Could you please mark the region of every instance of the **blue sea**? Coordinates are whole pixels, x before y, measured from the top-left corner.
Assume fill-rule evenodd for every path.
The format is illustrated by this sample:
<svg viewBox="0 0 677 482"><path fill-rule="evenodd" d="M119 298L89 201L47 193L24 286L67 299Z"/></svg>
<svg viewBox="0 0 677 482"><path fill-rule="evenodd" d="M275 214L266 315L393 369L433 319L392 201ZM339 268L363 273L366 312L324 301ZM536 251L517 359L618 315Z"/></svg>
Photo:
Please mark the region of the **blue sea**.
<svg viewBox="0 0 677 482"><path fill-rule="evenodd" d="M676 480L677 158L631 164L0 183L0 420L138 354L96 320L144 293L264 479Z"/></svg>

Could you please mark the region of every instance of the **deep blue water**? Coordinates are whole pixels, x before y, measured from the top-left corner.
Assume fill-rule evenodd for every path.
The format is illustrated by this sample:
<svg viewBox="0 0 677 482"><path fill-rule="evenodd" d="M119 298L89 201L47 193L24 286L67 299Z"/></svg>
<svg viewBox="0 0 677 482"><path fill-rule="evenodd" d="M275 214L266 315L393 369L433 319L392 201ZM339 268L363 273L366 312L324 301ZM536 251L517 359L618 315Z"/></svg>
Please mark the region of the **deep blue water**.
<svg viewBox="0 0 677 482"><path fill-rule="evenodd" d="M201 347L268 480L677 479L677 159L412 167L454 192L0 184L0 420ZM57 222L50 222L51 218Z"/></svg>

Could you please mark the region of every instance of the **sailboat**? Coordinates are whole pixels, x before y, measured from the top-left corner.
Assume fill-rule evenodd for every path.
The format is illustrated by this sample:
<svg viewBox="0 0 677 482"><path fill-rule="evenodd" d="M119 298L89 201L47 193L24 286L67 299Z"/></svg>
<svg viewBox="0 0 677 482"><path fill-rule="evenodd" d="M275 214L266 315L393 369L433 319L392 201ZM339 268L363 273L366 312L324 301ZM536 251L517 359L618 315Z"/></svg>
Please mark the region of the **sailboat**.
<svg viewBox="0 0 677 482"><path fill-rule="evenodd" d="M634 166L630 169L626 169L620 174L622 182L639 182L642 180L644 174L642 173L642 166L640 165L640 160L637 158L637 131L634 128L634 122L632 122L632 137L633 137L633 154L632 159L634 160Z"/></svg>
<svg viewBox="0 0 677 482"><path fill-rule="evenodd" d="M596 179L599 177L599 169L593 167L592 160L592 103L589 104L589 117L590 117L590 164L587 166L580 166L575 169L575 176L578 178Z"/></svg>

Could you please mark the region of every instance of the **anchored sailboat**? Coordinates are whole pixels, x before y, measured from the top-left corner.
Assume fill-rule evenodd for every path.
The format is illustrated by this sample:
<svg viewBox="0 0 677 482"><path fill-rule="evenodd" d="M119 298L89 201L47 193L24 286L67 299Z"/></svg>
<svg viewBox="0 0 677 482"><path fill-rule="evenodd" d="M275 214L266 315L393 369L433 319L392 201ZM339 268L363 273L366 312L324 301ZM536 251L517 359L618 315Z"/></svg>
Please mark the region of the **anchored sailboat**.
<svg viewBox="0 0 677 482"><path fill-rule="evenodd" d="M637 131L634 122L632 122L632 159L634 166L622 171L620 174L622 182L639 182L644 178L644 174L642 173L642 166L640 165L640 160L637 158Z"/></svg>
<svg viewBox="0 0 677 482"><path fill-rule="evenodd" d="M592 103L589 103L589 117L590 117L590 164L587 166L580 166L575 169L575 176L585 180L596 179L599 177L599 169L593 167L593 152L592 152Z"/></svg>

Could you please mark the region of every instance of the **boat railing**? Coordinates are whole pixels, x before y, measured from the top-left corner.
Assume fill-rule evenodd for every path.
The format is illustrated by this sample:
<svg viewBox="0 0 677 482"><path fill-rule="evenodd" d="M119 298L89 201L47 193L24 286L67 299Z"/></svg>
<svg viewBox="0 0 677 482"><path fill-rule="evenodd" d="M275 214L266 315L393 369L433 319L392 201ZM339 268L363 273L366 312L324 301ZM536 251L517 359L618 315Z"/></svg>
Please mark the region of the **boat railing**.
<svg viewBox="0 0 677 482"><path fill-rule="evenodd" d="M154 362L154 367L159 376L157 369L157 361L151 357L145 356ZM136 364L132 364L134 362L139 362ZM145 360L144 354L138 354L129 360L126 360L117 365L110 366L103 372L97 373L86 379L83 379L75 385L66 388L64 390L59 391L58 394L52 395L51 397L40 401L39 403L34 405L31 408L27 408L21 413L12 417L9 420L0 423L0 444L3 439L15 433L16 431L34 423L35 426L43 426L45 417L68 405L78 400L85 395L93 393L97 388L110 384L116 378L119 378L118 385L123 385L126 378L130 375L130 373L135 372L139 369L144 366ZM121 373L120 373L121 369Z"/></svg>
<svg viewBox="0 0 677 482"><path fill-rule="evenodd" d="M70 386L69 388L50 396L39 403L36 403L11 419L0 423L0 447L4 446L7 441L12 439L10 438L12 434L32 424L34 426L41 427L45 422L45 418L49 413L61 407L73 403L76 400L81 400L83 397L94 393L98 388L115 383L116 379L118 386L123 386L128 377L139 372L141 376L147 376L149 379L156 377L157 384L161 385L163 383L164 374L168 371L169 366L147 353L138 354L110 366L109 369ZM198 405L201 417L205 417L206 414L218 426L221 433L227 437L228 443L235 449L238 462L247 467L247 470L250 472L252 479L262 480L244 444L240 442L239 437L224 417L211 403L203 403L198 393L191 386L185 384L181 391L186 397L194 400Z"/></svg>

★ ★ ★ ★

■ **Aim**
Reproduce every one of the records above verbatim, line for line.

■ **Full response**
Could you please mark the region of every instance of the **blue sea**? Coordinates are whole pixels, x before y, measured from the top-left corner.
Assume fill-rule evenodd for every path.
The format is illustrated by this sample:
<svg viewBox="0 0 677 482"><path fill-rule="evenodd" d="M119 298L89 201L47 193L24 286L67 299Z"/></svg>
<svg viewBox="0 0 677 482"><path fill-rule="evenodd" d="M275 214L266 315L393 369L433 319L392 201ZM339 268L363 273L366 312L324 301ZM536 251L517 359L618 315Z"/></svg>
Photo:
Please mark the region of the **blue sea**.
<svg viewBox="0 0 677 482"><path fill-rule="evenodd" d="M676 480L677 158L631 164L0 183L0 420L138 354L96 320L144 293L264 479Z"/></svg>

Could you please mark the region of every instance of the **deep blue water**? Coordinates are whole pixels, x before y, measured from the top-left corner.
Assume fill-rule evenodd for every path.
The format is illustrated by this sample:
<svg viewBox="0 0 677 482"><path fill-rule="evenodd" d="M119 298L89 201L47 193L24 286L67 299Z"/></svg>
<svg viewBox="0 0 677 482"><path fill-rule="evenodd" d="M275 214L266 315L393 369L433 319L392 201ZM339 268L363 273L366 312L324 301ZM536 251L517 359L618 315Z"/></svg>
Please mark the region of the **deep blue water**.
<svg viewBox="0 0 677 482"><path fill-rule="evenodd" d="M201 347L268 480L677 479L677 159L412 167L454 192L0 184L0 420ZM57 222L50 222L51 218Z"/></svg>

Could you please mark the region of every instance of the **sailboat**? Coordinates are whole pixels, x before y, measured from the top-left corner.
Assume fill-rule evenodd for every path.
The format is illustrated by this sample:
<svg viewBox="0 0 677 482"><path fill-rule="evenodd" d="M119 298L89 201L47 193L24 286L67 299Z"/></svg>
<svg viewBox="0 0 677 482"><path fill-rule="evenodd" d="M275 214L266 315L393 369L433 319L392 201ZM339 268L363 273L366 312L324 301ZM536 251L517 359L618 315Z"/></svg>
Please mark the region of the **sailboat**.
<svg viewBox="0 0 677 482"><path fill-rule="evenodd" d="M634 166L630 169L626 169L620 174L622 182L639 182L642 180L644 174L642 173L642 166L640 165L640 160L637 158L637 131L634 128L634 122L632 122L632 137L633 137L633 154L632 159L634 160Z"/></svg>
<svg viewBox="0 0 677 482"><path fill-rule="evenodd" d="M596 179L599 177L599 169L593 167L592 160L592 103L589 104L589 117L590 117L590 164L587 166L580 166L575 169L575 176L578 178Z"/></svg>

Could you please mark the region of every instance of the **anchored sailboat**? Coordinates are whole pixels, x before y, measured from the top-left corner.
Assume fill-rule evenodd for every path.
The format is illustrated by this sample:
<svg viewBox="0 0 677 482"><path fill-rule="evenodd" d="M119 298L89 201L47 193L24 286L67 299Z"/></svg>
<svg viewBox="0 0 677 482"><path fill-rule="evenodd" d="M275 214L266 315L393 369L433 319L392 201ZM339 268L363 273L366 312L324 301ZM536 251L517 359L618 315Z"/></svg>
Please mark the region of the **anchored sailboat**.
<svg viewBox="0 0 677 482"><path fill-rule="evenodd" d="M637 131L634 122L632 122L632 159L634 166L622 171L620 174L622 182L639 182L644 178L644 174L642 173L642 166L640 165L640 160L637 158Z"/></svg>
<svg viewBox="0 0 677 482"><path fill-rule="evenodd" d="M592 103L589 103L589 117L590 117L590 164L587 166L580 166L575 169L575 176L585 180L596 179L599 177L599 169L593 167L593 152L592 152Z"/></svg>

Could you please mark the region of every instance of the **boat railing**? Coordinates are whole pixels, x before y, measured from the top-left corner.
Assume fill-rule evenodd for every path.
The format is illustrated by this sample:
<svg viewBox="0 0 677 482"><path fill-rule="evenodd" d="M119 298L89 201L47 193L24 286L67 299Z"/></svg>
<svg viewBox="0 0 677 482"><path fill-rule="evenodd" d="M275 214L266 315L393 369L433 319L392 201ZM339 268L363 273L366 312L324 301ZM536 251L517 359L618 315Z"/></svg>
Please mark the region of the **boat railing**.
<svg viewBox="0 0 677 482"><path fill-rule="evenodd" d="M154 362L154 367L159 376L157 369L157 361L151 357L145 356ZM136 364L132 364L134 362L139 362ZM145 360L144 354L138 354L129 360L126 360L117 365L110 366L103 372L97 373L86 379L83 379L75 385L66 388L64 390L59 391L58 394L52 395L51 397L40 401L39 403L34 405L31 408L27 408L21 413L12 417L9 420L0 423L0 444L3 439L15 433L16 431L34 423L35 426L43 426L45 417L68 405L78 400L85 395L93 393L97 388L110 384L116 378L119 378L118 385L123 385L126 378L130 375L130 373L135 372L139 369L144 366ZM121 373L120 373L121 369Z"/></svg>
<svg viewBox="0 0 677 482"><path fill-rule="evenodd" d="M70 386L69 388L50 396L39 403L36 403L11 419L0 423L0 447L4 446L7 441L12 439L10 438L12 434L32 424L34 426L41 427L45 422L45 418L49 413L61 407L73 403L76 400L81 400L83 397L94 393L98 388L115 383L116 379L118 386L123 386L128 377L139 372L141 376L147 376L149 379L156 377L157 384L161 385L163 383L164 374L168 371L169 366L147 353L138 354L110 366L109 369ZM198 405L201 417L205 417L206 414L218 426L221 433L227 437L228 443L235 449L238 462L247 467L247 470L250 472L252 479L262 480L244 444L240 442L239 437L224 417L211 403L203 403L198 393L191 386L185 384L181 391L186 397L194 400Z"/></svg>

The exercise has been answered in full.